- _Objective_
Can you print the stretch of items from the line that contains "the green umbrella" through the line that contains "(1345, 295)", both included, with each line reproduced verbatim and nothing else?
-=-=-=-=-
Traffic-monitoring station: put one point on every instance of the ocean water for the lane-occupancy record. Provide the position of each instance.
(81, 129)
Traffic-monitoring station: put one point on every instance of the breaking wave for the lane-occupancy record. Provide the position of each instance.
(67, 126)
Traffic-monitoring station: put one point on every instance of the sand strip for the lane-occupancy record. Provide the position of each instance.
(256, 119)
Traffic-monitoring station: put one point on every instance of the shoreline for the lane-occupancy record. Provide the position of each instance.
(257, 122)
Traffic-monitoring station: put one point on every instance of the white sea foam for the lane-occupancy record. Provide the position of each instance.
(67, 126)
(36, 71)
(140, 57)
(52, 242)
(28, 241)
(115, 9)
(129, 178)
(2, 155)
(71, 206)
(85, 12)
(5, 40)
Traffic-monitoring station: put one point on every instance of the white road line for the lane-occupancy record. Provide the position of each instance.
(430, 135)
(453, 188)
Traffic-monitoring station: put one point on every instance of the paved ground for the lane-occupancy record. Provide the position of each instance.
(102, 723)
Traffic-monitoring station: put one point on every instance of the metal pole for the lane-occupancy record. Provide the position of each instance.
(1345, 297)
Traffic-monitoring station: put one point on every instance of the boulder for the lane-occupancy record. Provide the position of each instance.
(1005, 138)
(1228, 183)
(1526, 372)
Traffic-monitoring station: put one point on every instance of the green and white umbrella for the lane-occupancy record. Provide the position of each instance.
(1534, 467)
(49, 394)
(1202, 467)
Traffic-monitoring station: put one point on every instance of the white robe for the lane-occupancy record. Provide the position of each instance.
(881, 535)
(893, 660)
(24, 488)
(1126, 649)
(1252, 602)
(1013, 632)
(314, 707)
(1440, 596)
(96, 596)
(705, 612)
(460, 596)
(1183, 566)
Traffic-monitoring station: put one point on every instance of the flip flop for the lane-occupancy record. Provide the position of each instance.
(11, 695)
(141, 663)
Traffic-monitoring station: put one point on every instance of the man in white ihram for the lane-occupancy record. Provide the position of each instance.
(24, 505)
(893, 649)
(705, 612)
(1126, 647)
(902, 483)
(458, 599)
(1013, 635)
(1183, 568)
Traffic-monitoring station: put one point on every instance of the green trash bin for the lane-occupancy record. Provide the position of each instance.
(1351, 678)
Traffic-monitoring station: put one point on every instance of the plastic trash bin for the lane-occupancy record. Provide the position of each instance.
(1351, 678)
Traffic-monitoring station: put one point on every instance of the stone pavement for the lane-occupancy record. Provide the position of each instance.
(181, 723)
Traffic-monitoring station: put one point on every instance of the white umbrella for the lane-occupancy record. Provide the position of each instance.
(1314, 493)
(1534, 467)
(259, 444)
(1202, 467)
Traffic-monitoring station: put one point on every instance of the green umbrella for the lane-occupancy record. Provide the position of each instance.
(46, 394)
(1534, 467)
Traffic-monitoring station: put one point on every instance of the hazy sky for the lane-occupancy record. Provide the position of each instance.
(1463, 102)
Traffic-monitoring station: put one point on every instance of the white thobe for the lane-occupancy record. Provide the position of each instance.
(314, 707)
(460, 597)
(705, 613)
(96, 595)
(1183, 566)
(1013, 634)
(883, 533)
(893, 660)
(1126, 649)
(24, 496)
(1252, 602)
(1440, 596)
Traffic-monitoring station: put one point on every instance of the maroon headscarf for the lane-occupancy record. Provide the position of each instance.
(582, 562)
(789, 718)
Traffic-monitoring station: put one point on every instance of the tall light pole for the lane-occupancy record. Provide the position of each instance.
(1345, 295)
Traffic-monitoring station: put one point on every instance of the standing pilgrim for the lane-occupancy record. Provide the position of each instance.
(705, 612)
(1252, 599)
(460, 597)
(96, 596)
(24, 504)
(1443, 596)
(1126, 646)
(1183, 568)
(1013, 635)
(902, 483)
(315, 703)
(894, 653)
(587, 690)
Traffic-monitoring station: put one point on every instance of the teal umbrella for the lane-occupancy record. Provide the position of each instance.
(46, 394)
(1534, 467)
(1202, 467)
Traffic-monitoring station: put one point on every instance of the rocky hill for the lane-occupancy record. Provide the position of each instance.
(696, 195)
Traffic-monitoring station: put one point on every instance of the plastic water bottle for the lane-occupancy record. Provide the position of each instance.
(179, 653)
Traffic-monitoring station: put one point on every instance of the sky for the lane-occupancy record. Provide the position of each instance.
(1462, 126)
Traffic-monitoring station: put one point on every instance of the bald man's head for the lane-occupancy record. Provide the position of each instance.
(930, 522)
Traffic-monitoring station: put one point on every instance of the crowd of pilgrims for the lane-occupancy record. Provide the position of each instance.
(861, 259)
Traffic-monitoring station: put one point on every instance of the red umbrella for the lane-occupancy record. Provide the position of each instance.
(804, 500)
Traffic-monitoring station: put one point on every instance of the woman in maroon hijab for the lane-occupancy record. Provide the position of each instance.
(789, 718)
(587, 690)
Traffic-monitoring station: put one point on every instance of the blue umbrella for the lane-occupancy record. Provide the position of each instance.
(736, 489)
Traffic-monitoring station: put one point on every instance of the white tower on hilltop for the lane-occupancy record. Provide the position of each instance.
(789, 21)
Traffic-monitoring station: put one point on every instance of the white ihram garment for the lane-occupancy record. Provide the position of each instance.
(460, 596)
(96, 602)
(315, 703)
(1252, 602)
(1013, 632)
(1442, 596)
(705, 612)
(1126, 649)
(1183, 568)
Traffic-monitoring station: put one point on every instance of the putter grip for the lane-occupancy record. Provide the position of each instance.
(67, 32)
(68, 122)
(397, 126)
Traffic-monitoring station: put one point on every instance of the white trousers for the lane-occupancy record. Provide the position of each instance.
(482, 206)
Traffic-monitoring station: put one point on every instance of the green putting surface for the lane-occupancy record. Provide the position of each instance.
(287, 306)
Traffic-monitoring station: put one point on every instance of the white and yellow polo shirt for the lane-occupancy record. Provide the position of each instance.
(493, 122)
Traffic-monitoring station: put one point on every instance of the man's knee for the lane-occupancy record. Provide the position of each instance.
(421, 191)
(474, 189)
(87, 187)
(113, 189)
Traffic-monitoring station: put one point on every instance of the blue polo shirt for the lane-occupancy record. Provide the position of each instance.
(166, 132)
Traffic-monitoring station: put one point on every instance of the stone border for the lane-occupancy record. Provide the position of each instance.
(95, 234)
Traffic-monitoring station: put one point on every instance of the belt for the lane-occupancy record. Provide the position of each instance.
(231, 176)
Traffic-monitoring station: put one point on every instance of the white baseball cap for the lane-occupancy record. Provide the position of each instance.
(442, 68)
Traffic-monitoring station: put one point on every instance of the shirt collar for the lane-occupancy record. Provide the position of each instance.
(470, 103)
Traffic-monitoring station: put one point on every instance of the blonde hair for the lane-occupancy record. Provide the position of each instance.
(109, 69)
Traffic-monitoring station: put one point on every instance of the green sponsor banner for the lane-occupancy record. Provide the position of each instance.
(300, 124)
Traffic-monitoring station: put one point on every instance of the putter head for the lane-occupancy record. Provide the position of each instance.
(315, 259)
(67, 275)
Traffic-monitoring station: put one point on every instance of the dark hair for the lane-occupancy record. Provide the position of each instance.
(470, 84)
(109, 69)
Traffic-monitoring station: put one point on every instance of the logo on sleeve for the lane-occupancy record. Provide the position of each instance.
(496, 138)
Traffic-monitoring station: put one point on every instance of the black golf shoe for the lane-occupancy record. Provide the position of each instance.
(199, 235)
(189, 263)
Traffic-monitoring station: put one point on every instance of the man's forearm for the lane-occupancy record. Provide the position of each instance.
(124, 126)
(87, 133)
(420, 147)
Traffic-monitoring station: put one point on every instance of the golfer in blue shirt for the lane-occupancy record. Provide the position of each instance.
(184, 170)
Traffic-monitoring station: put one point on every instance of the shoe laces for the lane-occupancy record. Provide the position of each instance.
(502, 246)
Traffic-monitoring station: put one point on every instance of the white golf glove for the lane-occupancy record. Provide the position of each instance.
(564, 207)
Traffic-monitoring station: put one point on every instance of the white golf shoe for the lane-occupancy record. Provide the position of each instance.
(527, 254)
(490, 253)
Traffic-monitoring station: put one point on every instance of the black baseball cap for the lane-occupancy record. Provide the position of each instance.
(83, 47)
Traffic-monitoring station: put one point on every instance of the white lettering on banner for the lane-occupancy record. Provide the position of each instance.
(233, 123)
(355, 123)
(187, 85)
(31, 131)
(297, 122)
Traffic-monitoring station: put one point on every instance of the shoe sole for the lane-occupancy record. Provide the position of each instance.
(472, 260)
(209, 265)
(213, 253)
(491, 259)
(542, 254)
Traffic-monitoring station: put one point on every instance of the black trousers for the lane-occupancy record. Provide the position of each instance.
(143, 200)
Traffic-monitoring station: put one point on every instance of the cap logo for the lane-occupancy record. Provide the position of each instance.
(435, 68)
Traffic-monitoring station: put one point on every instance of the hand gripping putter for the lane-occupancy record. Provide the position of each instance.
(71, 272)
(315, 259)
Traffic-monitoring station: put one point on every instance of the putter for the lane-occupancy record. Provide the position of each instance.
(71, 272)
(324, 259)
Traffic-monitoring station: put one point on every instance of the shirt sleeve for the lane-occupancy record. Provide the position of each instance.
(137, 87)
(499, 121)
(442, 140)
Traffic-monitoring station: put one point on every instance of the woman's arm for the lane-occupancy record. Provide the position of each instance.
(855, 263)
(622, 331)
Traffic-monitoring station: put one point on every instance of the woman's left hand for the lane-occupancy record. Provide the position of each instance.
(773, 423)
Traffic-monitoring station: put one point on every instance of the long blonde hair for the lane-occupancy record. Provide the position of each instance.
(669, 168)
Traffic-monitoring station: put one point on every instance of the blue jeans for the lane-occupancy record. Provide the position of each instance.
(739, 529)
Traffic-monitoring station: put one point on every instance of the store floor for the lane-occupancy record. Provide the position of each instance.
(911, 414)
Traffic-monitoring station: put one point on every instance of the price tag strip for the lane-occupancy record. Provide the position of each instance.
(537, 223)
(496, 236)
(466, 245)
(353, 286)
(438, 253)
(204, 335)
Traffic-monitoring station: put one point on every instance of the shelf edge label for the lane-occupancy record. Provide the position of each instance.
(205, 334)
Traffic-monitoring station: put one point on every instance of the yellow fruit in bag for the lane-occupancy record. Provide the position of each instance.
-=-=-=-=-
- _Reply_
Traffic-monitoring station: put one point on every instance of the green umbrella for the lane-occupancy record. Provide the position of each instance.
(46, 394)
(1534, 467)
Traffic-monitoring station: put one point on every instance of the hazy sky for the lane-occupancy record. Provide the position of each instance.
(1463, 102)
Traffic-monitoring station: put one point on every instance of the white thobe for the lane-occupancy record. Provide the position of each instance.
(314, 707)
(460, 597)
(705, 613)
(96, 595)
(1183, 566)
(1013, 634)
(883, 533)
(893, 660)
(1126, 649)
(24, 496)
(1252, 602)
(1440, 596)
Traffic-monitoring station: put one point on every instance of the maroon headscarf for the lane-occupancy record. Provide the position of each instance.
(582, 562)
(789, 718)
Traffic-monitoring station: put one point on every instance of the tall light pole for the lane-occupancy record. Provide the position of each instance.
(1345, 295)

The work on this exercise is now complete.